== 提示された抜粋 ==

今回ご紹介するのは2020年に吉川弘文館より発行された平林盛得著『良源』です。

早速この本について見ていきましょう。

叡山中興の祖。平安中期、第18代天台座主の光と影の生涯と、現代におよぶ元三大師信仰を描く。

吉川弘文館商品紹介ページより
元山大師良源(912-985)Wikipediaより

本伝記は10世紀中頃から後半にかけて活躍した比叡山天台座主良源の生涯や当時の時代背景を知れるおすすめ作品です。

この伝記について著者は冒頭で次のように述べています。

元三大師と俗称される良源は、十世紀に活躍した比叡山延暦寺の高僧である。平将門や藤原純友が叛したいわゆる承平・天慶の乱や、藤原氏の策謀によって右大臣源高明が失脚した安和の変などがおこリ、複雑な政情のなかでしだいに藤原北家、忠平の流による摂関体制が確立して行く時代である。

===
== データセットの内容 ==

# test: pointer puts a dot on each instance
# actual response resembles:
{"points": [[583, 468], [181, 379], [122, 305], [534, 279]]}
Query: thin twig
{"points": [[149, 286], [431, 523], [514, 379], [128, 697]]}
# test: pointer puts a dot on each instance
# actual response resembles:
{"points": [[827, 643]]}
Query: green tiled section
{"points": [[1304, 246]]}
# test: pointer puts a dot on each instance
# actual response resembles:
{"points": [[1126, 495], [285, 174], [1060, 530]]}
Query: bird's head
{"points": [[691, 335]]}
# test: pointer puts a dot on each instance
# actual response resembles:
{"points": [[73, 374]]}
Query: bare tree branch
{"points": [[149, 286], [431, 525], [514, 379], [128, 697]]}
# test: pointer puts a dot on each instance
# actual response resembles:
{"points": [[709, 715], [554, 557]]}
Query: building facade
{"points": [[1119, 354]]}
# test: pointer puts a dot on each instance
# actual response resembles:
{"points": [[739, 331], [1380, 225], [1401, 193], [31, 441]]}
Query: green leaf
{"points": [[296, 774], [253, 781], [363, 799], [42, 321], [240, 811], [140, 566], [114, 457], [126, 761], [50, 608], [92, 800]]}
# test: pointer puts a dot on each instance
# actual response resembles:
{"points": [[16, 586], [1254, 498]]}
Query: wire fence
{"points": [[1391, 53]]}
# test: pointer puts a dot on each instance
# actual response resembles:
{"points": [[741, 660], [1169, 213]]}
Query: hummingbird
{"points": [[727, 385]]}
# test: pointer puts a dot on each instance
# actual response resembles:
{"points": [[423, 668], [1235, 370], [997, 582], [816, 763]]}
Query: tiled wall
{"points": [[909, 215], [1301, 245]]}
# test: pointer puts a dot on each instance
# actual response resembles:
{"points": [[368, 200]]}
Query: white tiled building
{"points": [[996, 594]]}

===

§ 課題の指示
• 1. 良源の伝記を紹介する抜粋から、次の一文を英語に訳してください：「本伝記は10世紀中頃から後半にかけて活躍した比叡山天台座主良源の生涯や当時の時代背景を知れるおすすめ作品です。」
• 2. 良源の伝記を紹介する抜粋の続きを、最後の文の後から書き継いでください。

§ 解答
• 1. This biography is a recommended work that lets readers learn about the life of Ryogen, the Tendai head abbot of Mount Hiei who was active from the middle to the latter part of the tenth century, as well as the historical background of his time.

• 2.
叡山自身についていえば、開祖最澄についで円仁・円珍の隆盛時が過ぎ、沈滞期を迎えた時期であり、第十八代天台座主として大火災から堂舎の復興整備、経済的基盤の確立、宗学の奨励、綱紀粛正など、叡山中興の事業を完遂し、『往生要集』を著した恵心僧都や檀那院覚超をはじめ多くの名僧を育てた。他面僧兵を創始し、また俗権に姻びてその子弟を優遇、山上を世俗化した張本人としての非難を浴びるのである。有力後見者をもたず入山し、ついに前代奈良朝に東大寺大仏造像の大功を賞された行基以来、当代はじめての大僧正にまで栄進した良源の生涯を、克明に追うのが本書の課題である。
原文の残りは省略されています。